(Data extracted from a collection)
──────────
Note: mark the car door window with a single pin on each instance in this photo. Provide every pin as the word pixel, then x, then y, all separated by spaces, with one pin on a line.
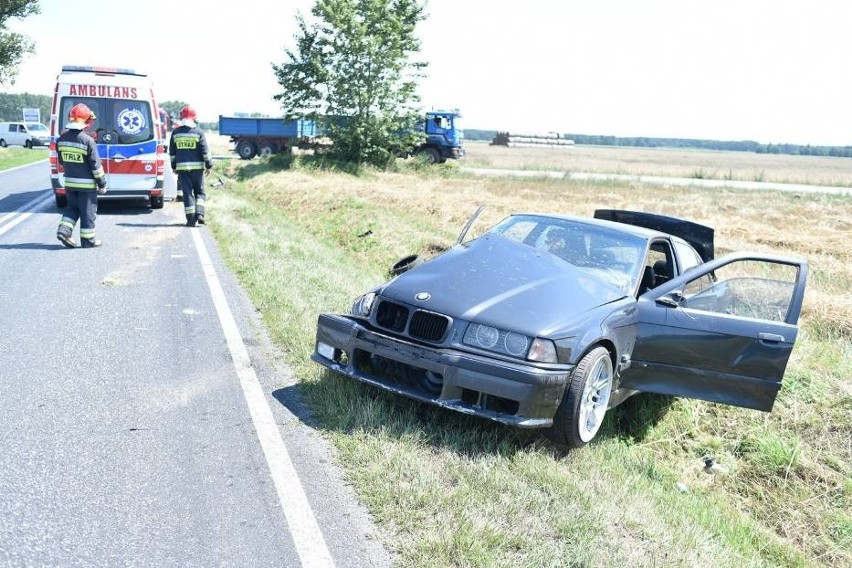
pixel 749 288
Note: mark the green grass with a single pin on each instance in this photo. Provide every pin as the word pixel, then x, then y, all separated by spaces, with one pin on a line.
pixel 451 490
pixel 13 157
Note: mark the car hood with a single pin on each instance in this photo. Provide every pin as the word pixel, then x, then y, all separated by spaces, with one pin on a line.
pixel 499 282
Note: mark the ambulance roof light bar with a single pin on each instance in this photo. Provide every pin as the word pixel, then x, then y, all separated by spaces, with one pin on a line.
pixel 101 70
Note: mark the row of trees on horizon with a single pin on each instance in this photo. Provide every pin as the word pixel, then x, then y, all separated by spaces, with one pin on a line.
pixel 12 105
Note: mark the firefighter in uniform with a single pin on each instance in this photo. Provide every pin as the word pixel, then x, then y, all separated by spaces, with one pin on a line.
pixel 190 158
pixel 84 178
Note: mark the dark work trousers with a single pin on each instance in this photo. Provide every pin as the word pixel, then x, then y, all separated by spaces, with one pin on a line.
pixel 191 184
pixel 82 206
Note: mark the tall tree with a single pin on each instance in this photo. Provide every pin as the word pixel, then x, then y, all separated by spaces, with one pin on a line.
pixel 14 46
pixel 351 72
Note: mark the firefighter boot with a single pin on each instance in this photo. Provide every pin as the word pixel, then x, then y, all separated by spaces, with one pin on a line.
pixel 66 240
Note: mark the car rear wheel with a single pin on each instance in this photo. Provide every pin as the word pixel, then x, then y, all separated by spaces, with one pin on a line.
pixel 581 413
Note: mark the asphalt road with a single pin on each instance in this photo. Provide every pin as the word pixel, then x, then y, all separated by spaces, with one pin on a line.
pixel 144 420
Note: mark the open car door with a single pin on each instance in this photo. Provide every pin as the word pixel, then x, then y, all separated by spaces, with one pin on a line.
pixel 722 332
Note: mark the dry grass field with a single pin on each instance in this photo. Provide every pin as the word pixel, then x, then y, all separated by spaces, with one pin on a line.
pixel 667 162
pixel 450 491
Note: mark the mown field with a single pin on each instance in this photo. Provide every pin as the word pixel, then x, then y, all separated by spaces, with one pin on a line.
pixel 450 490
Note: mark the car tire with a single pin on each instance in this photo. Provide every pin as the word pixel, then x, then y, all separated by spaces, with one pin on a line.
pixel 405 264
pixel 581 412
pixel 246 150
pixel 266 149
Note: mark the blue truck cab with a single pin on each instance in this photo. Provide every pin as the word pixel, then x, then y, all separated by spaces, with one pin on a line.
pixel 444 137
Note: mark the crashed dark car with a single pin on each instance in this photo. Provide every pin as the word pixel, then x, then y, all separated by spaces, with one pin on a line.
pixel 547 321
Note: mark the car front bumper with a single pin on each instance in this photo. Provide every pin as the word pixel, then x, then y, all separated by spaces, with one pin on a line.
pixel 521 394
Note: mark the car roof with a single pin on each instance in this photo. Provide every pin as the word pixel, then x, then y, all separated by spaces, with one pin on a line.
pixel 612 225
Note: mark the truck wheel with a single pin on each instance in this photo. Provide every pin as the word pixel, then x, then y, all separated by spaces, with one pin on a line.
pixel 246 150
pixel 429 155
pixel 266 149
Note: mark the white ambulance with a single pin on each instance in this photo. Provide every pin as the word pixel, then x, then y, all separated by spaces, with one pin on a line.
pixel 126 129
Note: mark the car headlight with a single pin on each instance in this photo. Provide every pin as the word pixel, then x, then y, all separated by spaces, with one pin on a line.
pixel 363 305
pixel 543 350
pixel 509 343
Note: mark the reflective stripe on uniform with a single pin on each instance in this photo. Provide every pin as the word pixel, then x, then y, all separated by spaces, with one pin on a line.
pixel 189 166
pixel 80 183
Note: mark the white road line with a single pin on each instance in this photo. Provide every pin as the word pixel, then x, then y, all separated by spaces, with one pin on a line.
pixel 307 536
pixel 20 214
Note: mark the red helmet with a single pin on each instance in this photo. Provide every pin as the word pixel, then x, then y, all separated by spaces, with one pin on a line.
pixel 187 113
pixel 81 113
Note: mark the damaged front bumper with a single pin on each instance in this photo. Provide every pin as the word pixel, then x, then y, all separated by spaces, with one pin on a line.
pixel 517 393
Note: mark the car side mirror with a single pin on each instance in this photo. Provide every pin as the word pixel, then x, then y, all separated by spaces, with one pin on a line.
pixel 672 299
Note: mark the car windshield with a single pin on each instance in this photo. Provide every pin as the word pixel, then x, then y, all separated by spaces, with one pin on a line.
pixel 117 121
pixel 614 256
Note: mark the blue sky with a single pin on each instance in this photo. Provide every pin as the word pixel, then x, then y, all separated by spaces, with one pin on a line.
pixel 770 71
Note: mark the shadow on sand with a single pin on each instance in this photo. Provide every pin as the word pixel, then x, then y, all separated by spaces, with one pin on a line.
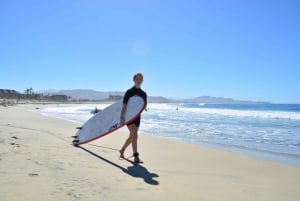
pixel 136 170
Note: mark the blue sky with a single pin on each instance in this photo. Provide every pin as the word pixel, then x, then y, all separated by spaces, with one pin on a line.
pixel 241 49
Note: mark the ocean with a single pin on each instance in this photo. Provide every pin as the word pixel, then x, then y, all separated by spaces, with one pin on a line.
pixel 269 131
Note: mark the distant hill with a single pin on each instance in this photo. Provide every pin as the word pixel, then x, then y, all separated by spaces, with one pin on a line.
pixel 88 94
──────────
- _ACTION ITEM_
Reproduce all of the entries word for word, skipping any pictures they hold.

- _WRITTEN RESPONSE_
Note: mark the car door window with a single pin on each instance in this photo. Provide every pin as the word pixel, then x, then y, all separated by spaces, with one pin on a line.
pixel 749 288
Note: mark the green grass with a single pin on each instance in this photo. Provide every pin as the word pixel, then x, then y, all separated by spaces, with one pin on a line.
pixel 451 490
pixel 13 157
Note: mark the car hood with a single pin on each instance in this photo. Provide every pin as the word pixel, then x, then y, all separated by spaces, with one pin on a line.
pixel 499 282
Note: mark the ambulance roof light bar with a single pin on each instance in this photo. Provide every pin as the word pixel, then x, then y, all separated by spaces, with one pin on a line.
pixel 101 70
Note: mark the row of trees on horizon with a single pin on each instance in this photo. Provide every pin as the word pixel, then x, then y, all separated by spaces, with one pin on a line.
pixel 12 105
Note: mark the firefighter in uniform with a single pin on each instance in this photo. Provide every pin as the word pixel, then x, then y, all separated by spaces, with one pin on a line.
pixel 190 158
pixel 84 178
Note: mark the dark work trousers with a single pin on each instance in this photo. Provide every pin as the word pixel, then x, then y, all separated by spaces, with one pin on a line.
pixel 191 184
pixel 82 206
Note: mark the tall tree with a single pin on each instance in this photo. Provide every pin as the word pixel, then x, then y, all separated by spaces, with one pin on a line.
pixel 14 46
pixel 351 72
Note: mark the firefighter boot with a single pin on each instance in this photo. Provide every pin as the word pixel, then x, then y, all separated by spaces, with one pin on a line.
pixel 66 240
Note: mark the car rear wheel with a single pin on each instance in this photo. Provide every pin as the word pixel, then x, then y, all separated by spaces, with one pin on a line.
pixel 581 413
Note: mark the asphalt road with a single pin on each instance in this photo. Provide every pin as the word pixel, then x, then y, all separated by spaces, with one pin on a line.
pixel 144 420
Note: mark the open car door with a single pin on each instance in this photo. Provide every pin as the word pixel, then x, then y, all separated by spaces, with one pin on a line.
pixel 722 332
Note: mark the dry grass field with a single pin on each instance in this photo. Provide every pin as the word pixel, then x, then y, all separated by spaces, with one pin on a line.
pixel 667 162
pixel 450 491
Note: mark the mown field with a single pin on each instance in this photo. Provide every pin as the word pixel, then x, then y, all separated by spaces, with one pin on a line.
pixel 450 490
Note: mark the car tire with a single pin on each instance in this photo. Provide every pin as the word pixel, then x, then y, all separated by spaces, with one pin on a line.
pixel 405 264
pixel 581 412
pixel 246 150
pixel 266 149
Note: mark the blue truck cab with a single pin on each instance in this photo. Provide every pin as the word pixel, then x, then y, all separated by spaces, with one pin on a line.
pixel 444 137
Note: mark the crashed dark car with a single pin on each instance in this photo. Provide every pin as the word pixel, then x, then y, all separated by spaces, with one pin on a line.
pixel 547 321
Note: mark the car front bumper with a single pin on each instance in this photo. Provide every pin as the word pixel, then x, then y, all separated by spaces, with one pin on a line.
pixel 521 394
Note: mark the car roof with a single pin on each instance in this photo. Provide every pin as the word pixel, then x, then y, all separated by spaces, with one pin on a line.
pixel 612 225
Note: mark the truck wheel with a single pin on each instance in this photo. Provide every pin as the word pixel, then x, then y, all separated by spaces, with one pin on a line.
pixel 246 150
pixel 429 155
pixel 266 149
Note: mark the white ambulance with a single pin on each instance in this photo. Provide every pin as the word pixel, then x, then y, all separated by spaces, with one pin on a line.
pixel 126 129
Note: mark the car headlight with a single pin on each instance in this photo. Provide every pin as the word pixel, then x, then y, all separated by spaces, with one pin on a line.
pixel 363 305
pixel 543 350
pixel 509 343
Note: mark the reflective stripe on uniform with a single pin on each instance in this photo. Provide every pin as the word pixel, then x, then y, all separated by spaces, with one pin on a line.
pixel 189 166
pixel 80 183
Note: mark the white road line with a single pin on each instance in this photo. Provide every pin as the word pixel, then x, then y, all separated by spaces, with one pin on a line.
pixel 307 536
pixel 20 214
Note: mark the red helmet with a single pin on each instance in this photo. Provide every pin as the word pixel, then x, then y, all separated by spaces, with one pin on a line.
pixel 187 113
pixel 81 113
Note: mark the damaged front bumper with a single pin on each instance in this photo. Provide every pin as the word pixel, then x, then y, all separated by spaces, with one pin on a line.
pixel 517 393
Note: mark the car side mirror with a single pin on each instance in this photo. Provide every pin as the word pixel, then x, then y, all separated by spaces, with one pin on a line.
pixel 672 299
Note: mark the car windshield with a single pin on each instance in this photo. Provide every pin as the word pixel, then x, then y, all separated by spaces, with one pin on a line.
pixel 117 121
pixel 614 256
Note: mark the blue sky with a single pin on each instance in this photo. Provide every pin as the word pixel, then x, then y, all separated by spaces, with one pin on a line.
pixel 770 71
Note: mark the shadow on sand with a single pin on each instance in this photo. Provide every pin as the word pixel, then x, then y, all separated by spaces, with one pin on a line.
pixel 136 170
Note: mark the blue sky with a single pin on each instance in this photo. Provide every pin as the word pixel, then x, then y, all separated by spaces, with one pin on a line.
pixel 241 49
Note: mark the ocean with a single pin on each instance in this photo. Provide every pin as the word pixel, then x, then y, all separated by spaces, with one pin on a line.
pixel 269 131
Note: mark the distant hill with a single pin on each instance in this photo. Provide every pin as the word pixel, then x, then y, all separated by spaces, with one pin on a line.
pixel 88 94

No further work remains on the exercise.